→ MATERIAL PROVIDED:
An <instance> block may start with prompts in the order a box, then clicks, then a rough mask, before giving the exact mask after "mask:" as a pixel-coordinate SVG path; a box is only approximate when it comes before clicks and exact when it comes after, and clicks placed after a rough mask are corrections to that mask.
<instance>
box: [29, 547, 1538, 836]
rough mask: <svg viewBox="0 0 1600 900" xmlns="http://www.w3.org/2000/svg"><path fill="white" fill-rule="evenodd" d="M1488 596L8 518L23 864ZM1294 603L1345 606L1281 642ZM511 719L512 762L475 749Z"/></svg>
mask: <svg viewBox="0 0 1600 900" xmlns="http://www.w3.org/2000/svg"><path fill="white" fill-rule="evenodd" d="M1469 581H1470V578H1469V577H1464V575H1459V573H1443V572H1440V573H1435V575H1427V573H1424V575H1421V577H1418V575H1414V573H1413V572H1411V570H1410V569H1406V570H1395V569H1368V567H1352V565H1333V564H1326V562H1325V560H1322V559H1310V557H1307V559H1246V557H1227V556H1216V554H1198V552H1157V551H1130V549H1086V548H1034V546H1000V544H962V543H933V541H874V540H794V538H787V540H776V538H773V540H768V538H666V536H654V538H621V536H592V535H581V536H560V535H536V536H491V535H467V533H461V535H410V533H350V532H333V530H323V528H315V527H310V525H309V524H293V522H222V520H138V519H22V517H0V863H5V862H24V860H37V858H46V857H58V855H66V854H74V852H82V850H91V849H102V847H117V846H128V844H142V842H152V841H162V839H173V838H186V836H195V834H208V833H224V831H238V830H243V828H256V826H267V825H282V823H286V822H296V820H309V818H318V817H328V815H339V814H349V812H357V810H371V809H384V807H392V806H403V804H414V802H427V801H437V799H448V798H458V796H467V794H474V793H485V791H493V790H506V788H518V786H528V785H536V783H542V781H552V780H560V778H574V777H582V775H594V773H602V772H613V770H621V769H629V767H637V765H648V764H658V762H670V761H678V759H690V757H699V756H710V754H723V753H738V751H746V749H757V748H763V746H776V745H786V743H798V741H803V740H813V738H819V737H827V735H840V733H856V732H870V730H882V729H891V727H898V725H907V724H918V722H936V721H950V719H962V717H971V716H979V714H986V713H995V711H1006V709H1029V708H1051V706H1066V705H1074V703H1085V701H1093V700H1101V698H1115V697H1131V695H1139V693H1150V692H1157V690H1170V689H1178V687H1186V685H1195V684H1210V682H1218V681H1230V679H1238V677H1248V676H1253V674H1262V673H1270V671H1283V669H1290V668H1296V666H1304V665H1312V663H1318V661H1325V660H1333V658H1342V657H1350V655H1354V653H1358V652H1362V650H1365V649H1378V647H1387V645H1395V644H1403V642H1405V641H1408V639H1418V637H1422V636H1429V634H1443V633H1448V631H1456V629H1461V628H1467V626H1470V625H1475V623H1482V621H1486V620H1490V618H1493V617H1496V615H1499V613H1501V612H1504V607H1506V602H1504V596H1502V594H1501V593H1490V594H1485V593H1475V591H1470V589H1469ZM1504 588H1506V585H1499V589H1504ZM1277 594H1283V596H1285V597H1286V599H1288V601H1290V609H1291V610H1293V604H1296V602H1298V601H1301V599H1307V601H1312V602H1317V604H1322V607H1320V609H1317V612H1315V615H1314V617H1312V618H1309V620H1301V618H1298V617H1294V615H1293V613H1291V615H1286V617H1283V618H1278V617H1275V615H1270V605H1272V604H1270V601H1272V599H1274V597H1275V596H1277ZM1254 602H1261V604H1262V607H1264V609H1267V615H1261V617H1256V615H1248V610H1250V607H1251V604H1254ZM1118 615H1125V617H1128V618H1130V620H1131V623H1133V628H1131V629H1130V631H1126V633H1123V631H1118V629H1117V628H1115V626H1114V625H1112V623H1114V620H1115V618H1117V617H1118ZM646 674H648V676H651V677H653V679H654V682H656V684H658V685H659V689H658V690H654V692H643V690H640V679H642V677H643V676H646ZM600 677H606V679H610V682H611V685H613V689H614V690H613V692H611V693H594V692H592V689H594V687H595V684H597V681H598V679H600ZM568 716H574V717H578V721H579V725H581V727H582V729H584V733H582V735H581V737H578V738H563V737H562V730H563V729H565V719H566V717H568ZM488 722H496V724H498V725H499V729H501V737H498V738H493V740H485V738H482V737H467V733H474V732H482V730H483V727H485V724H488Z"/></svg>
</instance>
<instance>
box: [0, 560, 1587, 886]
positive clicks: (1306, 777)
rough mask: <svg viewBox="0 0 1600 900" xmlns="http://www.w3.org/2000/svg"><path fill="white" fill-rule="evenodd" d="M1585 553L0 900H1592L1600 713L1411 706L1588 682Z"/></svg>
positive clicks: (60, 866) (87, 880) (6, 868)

→ EXERCISE DESCRIPTION: Write out all the material exactly.

→ ANSWER AREA:
An <instance> block may start with prompts in the order a box, then clicks, then a rough mask, before giving the exact mask after "mask:" as a pixel-coordinate SVG path; a box is only approximate when it comes before clicks and exact when it comes after, and clicks placed after a rough mask are corrections to that mask.
<instance>
box: [29, 547, 1538, 836]
rough mask: <svg viewBox="0 0 1600 900" xmlns="http://www.w3.org/2000/svg"><path fill="white" fill-rule="evenodd" d="M1488 596L8 518L23 864ZM1294 603L1345 606L1281 642ZM511 719L512 762L475 749Z"/></svg>
mask: <svg viewBox="0 0 1600 900" xmlns="http://www.w3.org/2000/svg"><path fill="white" fill-rule="evenodd" d="M1469 581H1470V578H1469V577H1464V575H1459V573H1443V572H1440V573H1435V575H1427V573H1424V575H1421V577H1418V575H1414V573H1413V572H1411V570H1410V569H1406V570H1395V569H1368V567H1352V565H1333V564H1326V562H1325V560H1322V559H1310V557H1307V559H1246V557H1227V556H1216V554H1198V552H1157V551H1130V549H1086V548H1034V546H1000V544H962V543H933V541H874V540H794V538H787V540H776V538H773V540H768V538H666V536H654V538H621V536H592V535H581V536H560V535H536V536H491V535H467V533H461V535H410V533H350V532H333V530H323V528H315V527H310V525H309V524H293V522H222V520H138V519H22V517H0V863H5V862H24V860H37V858H46V857H58V855H66V854H74V852H82V850H91V849H102V847H117V846H128V844H142V842H152V841H162V839H173V838H186V836H195V834H208V833H224V831H238V830H243V828H256V826H267V825H282V823H286V822H296V820H309V818H318V817H328V815H339V814H349V812H357V810H371V809H384V807H392V806H403V804H414V802H427V801H437V799H448V798H458V796H467V794H474V793H485V791H493V790H506V788H518V786H528V785H536V783H542V781H552V780H560V778H574V777H582V775H594V773H602V772H613V770H621V769H629V767H637V765H648V764H658V762H670V761H678V759H690V757H699V756H710V754H723V753H738V751H746V749H757V748H763V746H776V745H786V743H798V741H803V740H813V738H819V737H827V735H840V733H856V732H870V730H882V729H891V727H898V725H907V724H918V722H936V721H950V719H962V717H971V716H979V714H986V713H995V711H1006V709H1029V708H1051V706H1066V705H1074V703H1085V701H1093V700H1101V698H1115V697H1131V695H1139V693H1150V692H1157V690H1170V689H1178V687H1186V685H1195V684H1210V682H1218V681H1230V679H1238V677H1248V676H1253V674H1262V673H1270V671H1283V669H1290V668H1296V666H1304V665H1312V663H1318V661H1325V660H1333V658H1342V657H1350V655H1354V653H1358V652H1362V650H1365V649H1378V647H1387V645H1395V644H1403V642H1405V641H1408V639H1418V637H1422V636H1429V634H1443V633H1448V631H1456V629H1461V628H1467V626H1470V625H1475V623H1482V621H1486V620H1490V618H1493V617H1496V615H1499V613H1501V612H1504V607H1506V602H1504V596H1502V594H1501V593H1490V594H1485V593H1475V591H1470V589H1469ZM1504 588H1506V585H1499V589H1504ZM1277 594H1283V596H1285V597H1286V599H1288V601H1290V609H1291V610H1293V604H1296V602H1298V601H1301V599H1307V601H1312V602H1317V604H1322V607H1320V609H1317V612H1315V615H1314V617H1312V618H1309V620H1301V618H1298V617H1294V615H1293V613H1291V615H1286V617H1283V618H1278V617H1275V615H1270V605H1272V604H1270V601H1272V599H1274V597H1275V596H1277ZM1254 602H1261V604H1262V607H1264V609H1267V615H1261V617H1256V615H1248V610H1250V607H1251V604H1254ZM1118 615H1125V617H1128V618H1130V620H1131V623H1133V628H1131V629H1130V631H1126V633H1123V631H1118V629H1117V628H1115V626H1114V625H1112V623H1114V620H1115V618H1117V617H1118ZM646 674H648V676H651V677H653V679H654V682H656V684H658V685H659V689H658V690H654V692H643V690H640V679H642V677H643V676H646ZM600 677H606V679H610V682H611V685H613V689H614V690H613V692H611V693H594V692H592V689H594V687H595V684H597V681H598V679H600ZM568 716H574V717H578V721H579V725H581V727H582V729H584V733H582V735H581V737H578V738H563V737H562V730H563V729H565V719H566V717H568ZM488 722H496V724H498V725H499V729H501V737H498V738H493V740H485V738H482V737H467V733H474V732H482V730H483V727H485V724H488Z"/></svg>
</instance>
<instance>
box: [0, 560, 1587, 886]
positive clicks: (1306, 777)
rough mask: <svg viewBox="0 0 1600 900" xmlns="http://www.w3.org/2000/svg"><path fill="white" fill-rule="evenodd" d="M1585 553L0 900H1592L1600 713L1411 706L1588 682Z"/></svg>
positive clicks: (60, 866) (87, 880) (6, 868)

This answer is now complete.